- _INPUT MATERIAL_:
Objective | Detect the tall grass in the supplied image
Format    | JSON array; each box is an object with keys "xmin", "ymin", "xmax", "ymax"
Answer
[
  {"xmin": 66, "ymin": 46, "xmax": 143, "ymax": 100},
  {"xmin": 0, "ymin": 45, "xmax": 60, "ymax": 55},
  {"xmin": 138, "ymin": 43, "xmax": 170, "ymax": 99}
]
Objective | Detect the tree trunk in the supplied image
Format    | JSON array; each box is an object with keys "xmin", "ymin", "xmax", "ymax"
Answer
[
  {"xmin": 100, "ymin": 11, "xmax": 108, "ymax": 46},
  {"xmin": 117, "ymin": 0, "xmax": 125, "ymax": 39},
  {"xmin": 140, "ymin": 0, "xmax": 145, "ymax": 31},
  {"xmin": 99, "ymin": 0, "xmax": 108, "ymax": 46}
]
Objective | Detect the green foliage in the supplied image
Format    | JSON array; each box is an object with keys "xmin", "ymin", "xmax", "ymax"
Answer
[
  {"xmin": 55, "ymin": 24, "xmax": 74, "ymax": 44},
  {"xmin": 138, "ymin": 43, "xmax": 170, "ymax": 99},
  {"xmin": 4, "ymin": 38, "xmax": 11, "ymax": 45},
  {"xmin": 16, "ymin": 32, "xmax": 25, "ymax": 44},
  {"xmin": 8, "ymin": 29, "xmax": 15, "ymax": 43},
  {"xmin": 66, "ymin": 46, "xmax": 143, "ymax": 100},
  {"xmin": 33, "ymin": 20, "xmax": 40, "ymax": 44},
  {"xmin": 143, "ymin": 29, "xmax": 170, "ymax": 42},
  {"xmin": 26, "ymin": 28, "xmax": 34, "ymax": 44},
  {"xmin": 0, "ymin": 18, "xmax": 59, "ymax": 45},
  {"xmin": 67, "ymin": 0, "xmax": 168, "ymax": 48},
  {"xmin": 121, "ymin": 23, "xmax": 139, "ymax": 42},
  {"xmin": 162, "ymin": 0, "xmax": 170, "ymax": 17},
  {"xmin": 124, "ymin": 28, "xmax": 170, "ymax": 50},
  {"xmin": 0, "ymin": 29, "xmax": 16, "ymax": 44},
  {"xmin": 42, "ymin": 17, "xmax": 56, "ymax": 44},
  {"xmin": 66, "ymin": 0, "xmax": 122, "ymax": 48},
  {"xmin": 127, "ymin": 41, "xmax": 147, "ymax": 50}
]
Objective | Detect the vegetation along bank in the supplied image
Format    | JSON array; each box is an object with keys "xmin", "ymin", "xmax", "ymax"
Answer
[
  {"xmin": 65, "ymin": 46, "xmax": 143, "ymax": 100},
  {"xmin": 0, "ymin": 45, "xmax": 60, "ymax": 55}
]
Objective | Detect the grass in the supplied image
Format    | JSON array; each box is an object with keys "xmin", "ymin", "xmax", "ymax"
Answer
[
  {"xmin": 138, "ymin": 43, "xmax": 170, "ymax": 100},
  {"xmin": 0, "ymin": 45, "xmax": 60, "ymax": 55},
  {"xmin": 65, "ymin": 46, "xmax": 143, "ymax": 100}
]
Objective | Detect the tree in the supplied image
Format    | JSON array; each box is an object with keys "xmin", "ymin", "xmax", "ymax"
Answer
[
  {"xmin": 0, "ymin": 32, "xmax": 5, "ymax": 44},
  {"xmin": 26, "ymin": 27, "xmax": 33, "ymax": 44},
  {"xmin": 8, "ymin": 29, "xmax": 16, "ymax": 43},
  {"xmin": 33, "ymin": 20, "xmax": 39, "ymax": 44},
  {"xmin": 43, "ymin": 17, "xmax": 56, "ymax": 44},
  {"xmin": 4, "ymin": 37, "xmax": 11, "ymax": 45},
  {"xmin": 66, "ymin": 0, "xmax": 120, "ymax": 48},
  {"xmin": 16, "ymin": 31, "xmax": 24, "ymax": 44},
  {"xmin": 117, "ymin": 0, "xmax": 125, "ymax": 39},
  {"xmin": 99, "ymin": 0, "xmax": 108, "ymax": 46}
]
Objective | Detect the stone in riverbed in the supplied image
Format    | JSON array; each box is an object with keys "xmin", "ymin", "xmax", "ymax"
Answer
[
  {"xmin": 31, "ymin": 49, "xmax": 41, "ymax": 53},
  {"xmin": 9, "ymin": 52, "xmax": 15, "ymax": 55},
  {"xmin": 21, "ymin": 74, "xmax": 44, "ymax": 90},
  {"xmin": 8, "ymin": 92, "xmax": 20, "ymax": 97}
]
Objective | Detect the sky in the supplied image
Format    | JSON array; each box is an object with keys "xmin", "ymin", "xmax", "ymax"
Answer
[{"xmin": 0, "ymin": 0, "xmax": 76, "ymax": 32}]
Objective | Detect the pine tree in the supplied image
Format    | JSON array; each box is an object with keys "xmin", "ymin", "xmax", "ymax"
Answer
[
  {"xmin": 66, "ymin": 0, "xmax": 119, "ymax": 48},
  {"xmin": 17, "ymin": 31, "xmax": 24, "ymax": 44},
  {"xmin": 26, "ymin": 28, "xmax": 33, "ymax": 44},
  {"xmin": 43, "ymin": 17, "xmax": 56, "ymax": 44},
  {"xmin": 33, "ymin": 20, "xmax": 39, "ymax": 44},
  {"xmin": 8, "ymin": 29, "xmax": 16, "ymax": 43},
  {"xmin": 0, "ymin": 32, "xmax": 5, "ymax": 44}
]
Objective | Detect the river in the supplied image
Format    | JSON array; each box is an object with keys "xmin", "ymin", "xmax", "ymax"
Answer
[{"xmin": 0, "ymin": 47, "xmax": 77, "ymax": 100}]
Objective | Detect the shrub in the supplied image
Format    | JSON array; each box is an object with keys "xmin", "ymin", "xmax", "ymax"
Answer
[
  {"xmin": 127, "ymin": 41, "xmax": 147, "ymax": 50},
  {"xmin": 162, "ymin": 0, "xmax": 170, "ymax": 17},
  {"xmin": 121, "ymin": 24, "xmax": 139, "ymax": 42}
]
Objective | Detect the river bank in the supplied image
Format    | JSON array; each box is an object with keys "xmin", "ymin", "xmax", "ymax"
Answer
...
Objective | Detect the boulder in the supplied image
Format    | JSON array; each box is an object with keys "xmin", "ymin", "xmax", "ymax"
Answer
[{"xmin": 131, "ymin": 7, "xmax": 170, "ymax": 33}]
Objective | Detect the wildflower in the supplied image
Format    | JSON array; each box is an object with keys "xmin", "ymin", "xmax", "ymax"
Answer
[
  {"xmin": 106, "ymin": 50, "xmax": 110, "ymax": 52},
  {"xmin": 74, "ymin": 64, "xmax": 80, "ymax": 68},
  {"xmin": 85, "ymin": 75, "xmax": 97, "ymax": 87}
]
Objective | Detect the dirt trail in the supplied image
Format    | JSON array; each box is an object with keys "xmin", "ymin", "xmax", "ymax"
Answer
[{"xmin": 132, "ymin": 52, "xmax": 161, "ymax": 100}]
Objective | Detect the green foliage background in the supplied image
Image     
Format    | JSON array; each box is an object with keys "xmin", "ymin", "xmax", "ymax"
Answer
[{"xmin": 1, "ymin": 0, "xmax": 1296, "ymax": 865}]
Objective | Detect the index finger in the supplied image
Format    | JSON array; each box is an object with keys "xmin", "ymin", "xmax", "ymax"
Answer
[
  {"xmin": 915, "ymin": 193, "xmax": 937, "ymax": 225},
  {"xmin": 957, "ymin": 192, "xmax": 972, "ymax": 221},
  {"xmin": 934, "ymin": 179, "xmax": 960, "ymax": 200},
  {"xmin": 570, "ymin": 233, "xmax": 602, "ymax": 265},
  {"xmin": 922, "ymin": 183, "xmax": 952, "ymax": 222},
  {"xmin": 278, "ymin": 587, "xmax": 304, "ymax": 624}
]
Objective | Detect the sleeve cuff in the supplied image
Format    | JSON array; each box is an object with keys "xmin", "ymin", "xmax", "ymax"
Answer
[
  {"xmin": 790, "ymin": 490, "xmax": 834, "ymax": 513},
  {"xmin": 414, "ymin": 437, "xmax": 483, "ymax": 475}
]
* * *
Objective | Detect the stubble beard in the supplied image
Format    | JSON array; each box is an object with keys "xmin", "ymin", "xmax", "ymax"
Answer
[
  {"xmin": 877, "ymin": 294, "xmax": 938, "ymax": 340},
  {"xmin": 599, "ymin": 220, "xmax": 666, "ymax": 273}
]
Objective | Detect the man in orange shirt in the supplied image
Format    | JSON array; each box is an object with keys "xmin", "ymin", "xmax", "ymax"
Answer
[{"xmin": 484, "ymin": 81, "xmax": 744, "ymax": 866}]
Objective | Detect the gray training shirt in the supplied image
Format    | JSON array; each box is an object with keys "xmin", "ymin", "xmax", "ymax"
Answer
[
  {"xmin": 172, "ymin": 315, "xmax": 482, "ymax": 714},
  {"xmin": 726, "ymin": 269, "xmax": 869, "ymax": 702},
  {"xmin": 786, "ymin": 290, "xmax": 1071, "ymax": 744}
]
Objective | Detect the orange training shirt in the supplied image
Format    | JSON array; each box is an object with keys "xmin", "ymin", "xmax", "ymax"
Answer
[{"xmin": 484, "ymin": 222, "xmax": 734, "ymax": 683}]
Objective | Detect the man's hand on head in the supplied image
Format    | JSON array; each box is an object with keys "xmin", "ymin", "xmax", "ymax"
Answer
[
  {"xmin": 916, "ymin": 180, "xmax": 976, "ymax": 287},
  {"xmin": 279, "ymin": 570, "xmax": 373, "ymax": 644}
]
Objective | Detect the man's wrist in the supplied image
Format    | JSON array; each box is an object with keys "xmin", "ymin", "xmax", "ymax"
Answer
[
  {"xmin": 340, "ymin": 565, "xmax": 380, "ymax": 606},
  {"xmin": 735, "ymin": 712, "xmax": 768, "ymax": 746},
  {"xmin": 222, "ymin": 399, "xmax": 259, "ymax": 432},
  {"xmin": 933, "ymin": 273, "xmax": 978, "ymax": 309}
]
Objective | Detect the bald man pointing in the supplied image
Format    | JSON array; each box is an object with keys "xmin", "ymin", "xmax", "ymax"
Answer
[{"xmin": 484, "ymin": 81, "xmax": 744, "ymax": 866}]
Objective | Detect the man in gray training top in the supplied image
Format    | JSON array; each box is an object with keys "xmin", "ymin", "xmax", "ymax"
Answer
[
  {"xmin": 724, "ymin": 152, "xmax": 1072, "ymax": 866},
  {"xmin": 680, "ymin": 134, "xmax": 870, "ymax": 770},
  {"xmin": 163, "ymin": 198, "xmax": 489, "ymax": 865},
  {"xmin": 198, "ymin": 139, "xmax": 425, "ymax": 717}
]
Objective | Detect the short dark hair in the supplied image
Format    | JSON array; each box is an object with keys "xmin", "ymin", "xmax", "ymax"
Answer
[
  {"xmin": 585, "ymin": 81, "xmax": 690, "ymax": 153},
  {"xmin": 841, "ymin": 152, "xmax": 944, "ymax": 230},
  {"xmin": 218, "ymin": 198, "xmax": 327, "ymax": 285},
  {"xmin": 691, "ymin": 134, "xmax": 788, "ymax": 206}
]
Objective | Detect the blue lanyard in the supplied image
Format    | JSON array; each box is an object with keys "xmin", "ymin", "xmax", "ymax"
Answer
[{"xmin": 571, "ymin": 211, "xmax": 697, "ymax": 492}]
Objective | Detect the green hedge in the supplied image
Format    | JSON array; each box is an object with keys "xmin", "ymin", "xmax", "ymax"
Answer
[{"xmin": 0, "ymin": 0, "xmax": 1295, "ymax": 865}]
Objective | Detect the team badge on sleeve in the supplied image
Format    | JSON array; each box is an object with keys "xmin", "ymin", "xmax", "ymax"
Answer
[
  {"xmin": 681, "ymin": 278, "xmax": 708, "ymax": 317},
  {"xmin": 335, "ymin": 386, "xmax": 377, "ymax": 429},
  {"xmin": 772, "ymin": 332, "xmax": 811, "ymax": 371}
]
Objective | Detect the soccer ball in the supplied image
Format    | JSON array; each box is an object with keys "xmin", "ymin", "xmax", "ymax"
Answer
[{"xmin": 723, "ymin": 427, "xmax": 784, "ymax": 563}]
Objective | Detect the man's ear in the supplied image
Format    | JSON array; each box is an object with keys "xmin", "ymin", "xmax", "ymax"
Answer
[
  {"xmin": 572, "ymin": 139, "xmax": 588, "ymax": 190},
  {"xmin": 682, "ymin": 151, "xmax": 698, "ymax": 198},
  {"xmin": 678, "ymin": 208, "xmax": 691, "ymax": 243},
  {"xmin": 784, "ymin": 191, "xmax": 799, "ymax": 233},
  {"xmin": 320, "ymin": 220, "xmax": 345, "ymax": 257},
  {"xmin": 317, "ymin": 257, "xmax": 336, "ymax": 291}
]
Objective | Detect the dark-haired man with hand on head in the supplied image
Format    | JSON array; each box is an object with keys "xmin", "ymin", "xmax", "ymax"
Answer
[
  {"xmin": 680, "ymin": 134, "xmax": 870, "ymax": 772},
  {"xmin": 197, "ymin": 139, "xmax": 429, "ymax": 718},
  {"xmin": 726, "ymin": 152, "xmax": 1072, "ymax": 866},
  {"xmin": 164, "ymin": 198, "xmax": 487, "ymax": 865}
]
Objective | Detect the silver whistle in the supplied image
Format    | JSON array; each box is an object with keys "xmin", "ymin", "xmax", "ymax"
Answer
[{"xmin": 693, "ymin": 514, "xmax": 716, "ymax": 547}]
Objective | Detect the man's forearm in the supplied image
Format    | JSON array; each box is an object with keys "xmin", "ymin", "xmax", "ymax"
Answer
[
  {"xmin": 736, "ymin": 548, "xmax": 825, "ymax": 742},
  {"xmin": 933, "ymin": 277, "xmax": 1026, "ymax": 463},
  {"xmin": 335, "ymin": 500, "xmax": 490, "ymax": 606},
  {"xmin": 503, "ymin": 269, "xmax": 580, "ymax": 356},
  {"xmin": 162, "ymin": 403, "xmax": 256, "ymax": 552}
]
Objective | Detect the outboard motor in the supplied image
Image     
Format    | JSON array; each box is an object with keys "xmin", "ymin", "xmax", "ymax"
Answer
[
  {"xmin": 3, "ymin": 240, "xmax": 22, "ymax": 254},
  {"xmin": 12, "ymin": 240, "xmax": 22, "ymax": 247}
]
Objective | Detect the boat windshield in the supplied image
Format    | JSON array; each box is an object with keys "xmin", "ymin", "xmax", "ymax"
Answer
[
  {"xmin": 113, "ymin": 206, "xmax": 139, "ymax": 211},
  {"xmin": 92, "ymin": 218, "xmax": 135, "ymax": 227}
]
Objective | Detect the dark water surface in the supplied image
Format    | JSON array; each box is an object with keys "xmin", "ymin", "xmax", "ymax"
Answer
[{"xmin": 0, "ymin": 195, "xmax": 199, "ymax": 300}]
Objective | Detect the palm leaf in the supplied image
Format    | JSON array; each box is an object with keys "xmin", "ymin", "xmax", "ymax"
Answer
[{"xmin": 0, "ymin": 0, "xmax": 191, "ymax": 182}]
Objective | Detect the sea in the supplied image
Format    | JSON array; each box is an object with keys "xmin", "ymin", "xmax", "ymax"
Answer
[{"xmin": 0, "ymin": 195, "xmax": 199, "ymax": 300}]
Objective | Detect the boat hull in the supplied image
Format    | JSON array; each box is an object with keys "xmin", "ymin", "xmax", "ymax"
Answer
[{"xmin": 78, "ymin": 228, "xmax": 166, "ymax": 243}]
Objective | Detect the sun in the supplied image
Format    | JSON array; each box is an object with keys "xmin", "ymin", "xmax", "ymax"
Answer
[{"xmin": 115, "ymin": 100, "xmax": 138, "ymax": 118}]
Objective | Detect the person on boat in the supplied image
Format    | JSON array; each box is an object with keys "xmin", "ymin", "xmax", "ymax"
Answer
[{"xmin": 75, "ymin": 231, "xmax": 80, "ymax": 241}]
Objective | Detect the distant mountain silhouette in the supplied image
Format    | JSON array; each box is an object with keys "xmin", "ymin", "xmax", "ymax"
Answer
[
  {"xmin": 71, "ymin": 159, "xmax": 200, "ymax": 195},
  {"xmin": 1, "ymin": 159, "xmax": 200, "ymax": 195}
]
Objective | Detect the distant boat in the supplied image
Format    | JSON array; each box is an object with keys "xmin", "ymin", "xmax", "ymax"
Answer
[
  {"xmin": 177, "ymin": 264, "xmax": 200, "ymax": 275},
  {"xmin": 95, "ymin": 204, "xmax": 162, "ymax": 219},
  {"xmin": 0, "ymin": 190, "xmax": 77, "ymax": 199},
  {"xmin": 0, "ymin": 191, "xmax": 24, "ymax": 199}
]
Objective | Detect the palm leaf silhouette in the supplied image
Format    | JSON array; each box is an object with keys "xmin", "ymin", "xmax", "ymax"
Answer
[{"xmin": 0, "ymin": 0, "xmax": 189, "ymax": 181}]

- _WORK ORDER_:
Search the entries for the word "gray", then copy every line in which it is found.

- _ANSWER FOR THE TASK_:
Objective | Detect the gray training shirt in the supplied image
Objective | Detect the man in gray training top in the supplied image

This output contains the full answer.